> STATED EXERCISE 1: List the places where, according to the passage on the domestic slave trade, people were held at night.

> SUPPLIED TEXT:
::::

The scale boggles the mind. Between 1820 and 1830, almost 300,000 Black women, children and men followed their cousins down, down, down southern roads to the delta. They walked on land, two, ten, fifty, two hundred at a time. “About five years ago, I remember to have passed, in a single day, four droves of slaves for the south west; the largest drove had 350 slaves in it, and the smallest upwards of 200. I counted 68 or 70 in a single coffle.“2
They rode on ships, over sea, along the Atlantic seaboard and around Florida before landing in New Orleans, the busiest slave market of all. They rode the rivers, skirting the Mason-Dixon line in steamboats on the Ohio River before reaching the mighty Mississippi and riding flatboats down. When men began laying iron planks down for railroads in South Carolina, Black people road those too.
At night, they waited at depots, taverns, and pens, watched over by white men eager to make themselves rich from a pound of Black flesh. “In the 1820s, Basil Hall, a British traveler, was told that during certain seasons of the year, “all the roads, steamboats, and packets, are crowded with troops of negroes on their way to the great slave markets of the South.””3

All told “...about two million slaves (men, women, and children) were sold in local, interstate, and interregional markets between 1820 and 1860, and that of this number perhaps as many as 260,000 were married men and women and another 186,000 were children under the age of thirteen.”4
And:
“If we assume that slave sales did not occur on Sundays and holidays and that such selling went on for ten hours on working days, a slave was sold on average every 3.6 minutes between 1820 and 1860.”5
And if we remember that slave ships took only about 500,000 Africans direct from the African continent to what would become the United States (compared to about five million who were taken to Brazil), the number two million moved in a domestic slave trade takes on a different meaning.

::::

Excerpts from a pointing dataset
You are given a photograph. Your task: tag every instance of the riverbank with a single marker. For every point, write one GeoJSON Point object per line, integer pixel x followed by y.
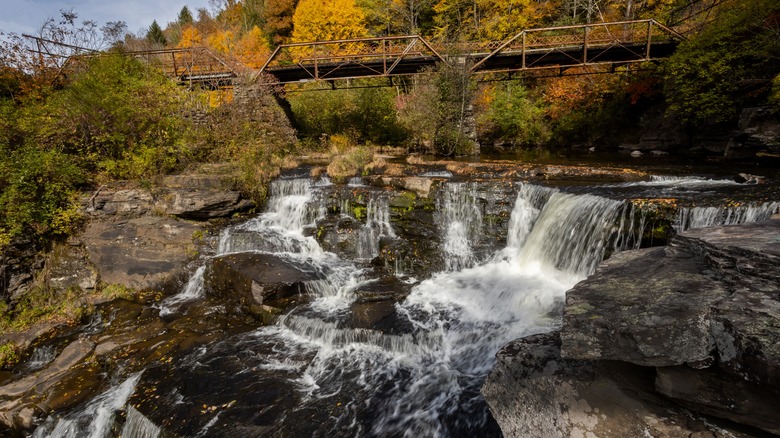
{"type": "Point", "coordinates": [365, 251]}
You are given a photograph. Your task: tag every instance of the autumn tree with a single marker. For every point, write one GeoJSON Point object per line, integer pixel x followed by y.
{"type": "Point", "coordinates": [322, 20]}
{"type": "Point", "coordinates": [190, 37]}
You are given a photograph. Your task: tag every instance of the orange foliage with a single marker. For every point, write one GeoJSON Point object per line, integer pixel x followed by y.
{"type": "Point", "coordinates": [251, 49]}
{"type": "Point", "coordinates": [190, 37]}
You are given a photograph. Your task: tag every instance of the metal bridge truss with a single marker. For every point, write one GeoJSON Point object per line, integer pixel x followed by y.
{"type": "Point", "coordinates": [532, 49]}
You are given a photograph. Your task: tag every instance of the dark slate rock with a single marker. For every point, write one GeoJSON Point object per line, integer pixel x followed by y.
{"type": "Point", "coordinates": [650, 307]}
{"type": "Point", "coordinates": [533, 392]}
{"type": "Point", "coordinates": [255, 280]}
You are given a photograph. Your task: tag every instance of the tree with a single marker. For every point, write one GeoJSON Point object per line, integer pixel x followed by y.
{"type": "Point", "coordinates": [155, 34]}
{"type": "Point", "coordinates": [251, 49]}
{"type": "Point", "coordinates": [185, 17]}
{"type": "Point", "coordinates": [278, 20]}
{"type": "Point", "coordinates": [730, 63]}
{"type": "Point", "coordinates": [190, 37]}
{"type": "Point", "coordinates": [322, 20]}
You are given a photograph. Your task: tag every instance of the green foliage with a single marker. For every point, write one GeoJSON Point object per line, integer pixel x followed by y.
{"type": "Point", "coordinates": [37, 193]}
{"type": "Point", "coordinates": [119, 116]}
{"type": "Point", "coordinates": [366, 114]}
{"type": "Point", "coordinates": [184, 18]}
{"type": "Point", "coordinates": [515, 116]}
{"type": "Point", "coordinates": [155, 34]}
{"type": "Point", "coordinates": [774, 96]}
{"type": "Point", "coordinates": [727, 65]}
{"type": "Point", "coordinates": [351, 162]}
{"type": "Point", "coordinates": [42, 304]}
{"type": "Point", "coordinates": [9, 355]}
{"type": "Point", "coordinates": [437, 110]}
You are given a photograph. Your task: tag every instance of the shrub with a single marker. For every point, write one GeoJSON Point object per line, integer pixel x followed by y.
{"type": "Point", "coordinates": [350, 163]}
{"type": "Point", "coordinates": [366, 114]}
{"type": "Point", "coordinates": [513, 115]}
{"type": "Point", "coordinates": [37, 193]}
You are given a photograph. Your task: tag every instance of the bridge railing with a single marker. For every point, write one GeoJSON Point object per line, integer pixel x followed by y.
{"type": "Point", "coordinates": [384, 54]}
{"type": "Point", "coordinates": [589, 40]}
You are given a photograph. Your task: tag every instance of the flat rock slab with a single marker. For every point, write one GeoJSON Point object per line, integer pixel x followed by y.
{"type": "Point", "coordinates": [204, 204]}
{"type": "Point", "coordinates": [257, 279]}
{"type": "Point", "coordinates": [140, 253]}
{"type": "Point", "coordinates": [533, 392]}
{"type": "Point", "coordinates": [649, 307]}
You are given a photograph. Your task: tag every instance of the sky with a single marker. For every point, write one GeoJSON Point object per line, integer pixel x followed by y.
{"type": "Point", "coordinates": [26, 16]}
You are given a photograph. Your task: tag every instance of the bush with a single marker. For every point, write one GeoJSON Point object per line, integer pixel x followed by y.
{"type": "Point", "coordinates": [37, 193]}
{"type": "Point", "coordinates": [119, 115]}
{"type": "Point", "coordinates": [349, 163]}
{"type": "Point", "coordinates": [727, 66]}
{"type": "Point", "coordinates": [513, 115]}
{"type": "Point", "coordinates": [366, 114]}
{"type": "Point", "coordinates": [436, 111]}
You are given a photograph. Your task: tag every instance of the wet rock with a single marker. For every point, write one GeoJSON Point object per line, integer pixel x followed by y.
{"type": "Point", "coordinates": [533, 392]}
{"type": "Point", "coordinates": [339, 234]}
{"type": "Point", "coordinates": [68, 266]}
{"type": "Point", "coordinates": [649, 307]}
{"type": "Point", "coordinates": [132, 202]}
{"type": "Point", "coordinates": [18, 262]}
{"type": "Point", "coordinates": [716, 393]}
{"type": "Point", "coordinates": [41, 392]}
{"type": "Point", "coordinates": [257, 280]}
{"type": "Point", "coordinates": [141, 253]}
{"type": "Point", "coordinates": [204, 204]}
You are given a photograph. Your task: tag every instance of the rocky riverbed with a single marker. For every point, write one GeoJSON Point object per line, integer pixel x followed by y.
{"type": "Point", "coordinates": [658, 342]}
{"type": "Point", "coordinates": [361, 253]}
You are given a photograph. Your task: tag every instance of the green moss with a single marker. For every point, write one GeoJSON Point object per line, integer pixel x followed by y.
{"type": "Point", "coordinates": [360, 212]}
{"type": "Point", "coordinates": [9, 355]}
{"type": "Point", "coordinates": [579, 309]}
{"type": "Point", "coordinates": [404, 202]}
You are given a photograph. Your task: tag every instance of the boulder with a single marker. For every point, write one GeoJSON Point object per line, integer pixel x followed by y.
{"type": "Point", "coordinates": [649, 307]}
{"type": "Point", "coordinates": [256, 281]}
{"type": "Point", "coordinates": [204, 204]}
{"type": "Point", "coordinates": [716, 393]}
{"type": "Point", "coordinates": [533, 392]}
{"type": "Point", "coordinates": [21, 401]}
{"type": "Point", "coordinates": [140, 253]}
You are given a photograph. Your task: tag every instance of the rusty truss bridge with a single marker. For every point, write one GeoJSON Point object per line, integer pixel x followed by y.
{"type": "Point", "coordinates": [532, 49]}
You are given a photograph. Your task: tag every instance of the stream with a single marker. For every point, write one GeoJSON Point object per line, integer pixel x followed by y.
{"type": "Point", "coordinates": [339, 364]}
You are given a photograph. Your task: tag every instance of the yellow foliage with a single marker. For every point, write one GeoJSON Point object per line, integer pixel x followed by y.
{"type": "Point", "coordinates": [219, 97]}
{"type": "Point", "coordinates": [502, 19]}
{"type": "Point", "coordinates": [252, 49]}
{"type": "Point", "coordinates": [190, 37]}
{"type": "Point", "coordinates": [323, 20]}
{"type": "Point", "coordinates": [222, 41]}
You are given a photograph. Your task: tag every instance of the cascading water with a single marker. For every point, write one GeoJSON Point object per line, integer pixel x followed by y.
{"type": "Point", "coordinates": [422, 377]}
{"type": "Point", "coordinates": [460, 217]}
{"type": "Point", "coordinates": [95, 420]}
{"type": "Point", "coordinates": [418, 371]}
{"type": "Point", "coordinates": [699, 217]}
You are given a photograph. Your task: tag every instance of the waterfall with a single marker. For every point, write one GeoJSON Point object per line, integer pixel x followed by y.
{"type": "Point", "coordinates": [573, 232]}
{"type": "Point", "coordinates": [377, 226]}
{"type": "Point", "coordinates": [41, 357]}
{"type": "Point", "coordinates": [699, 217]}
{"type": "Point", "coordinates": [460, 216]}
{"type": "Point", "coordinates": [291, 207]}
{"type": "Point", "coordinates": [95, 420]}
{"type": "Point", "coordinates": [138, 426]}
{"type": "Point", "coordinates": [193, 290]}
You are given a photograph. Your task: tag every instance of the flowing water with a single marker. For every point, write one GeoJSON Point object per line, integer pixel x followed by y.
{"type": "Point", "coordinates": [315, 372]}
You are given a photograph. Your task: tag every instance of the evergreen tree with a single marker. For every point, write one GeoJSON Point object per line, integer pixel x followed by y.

::::

> STATED EXERCISE 2: Convert the entries into a numbered list, from the line containing "of the waterfall" through the final line of the entries, omitting blank lines.

> FINISHED ANSWER 1: Depots, taverns and pens.

> FINISHED ANSWER 2:
1. You are given a photograph. Your task: tag every instance of the waterfall with a single marker. For every point, write one GeoJSON Point object per line, integer pixel x followed by y.
2. {"type": "Point", "coordinates": [573, 232]}
3. {"type": "Point", "coordinates": [377, 226]}
4. {"type": "Point", "coordinates": [41, 357]}
5. {"type": "Point", "coordinates": [699, 217]}
6. {"type": "Point", "coordinates": [460, 216]}
7. {"type": "Point", "coordinates": [291, 207]}
8. {"type": "Point", "coordinates": [95, 420]}
9. {"type": "Point", "coordinates": [138, 426]}
10. {"type": "Point", "coordinates": [193, 290]}
11. You are given a photograph. Your task: tag every instance of the flowing water with a single marker. For every point, write one GeoJSON Point object per line, integer pixel x followed by y.
12. {"type": "Point", "coordinates": [315, 372]}
13. You are given a photograph. Your task: tag every instance of the evergreen tree with a single marker. For every point, write one GeoJSON Point object per line, integer pixel x followed by y.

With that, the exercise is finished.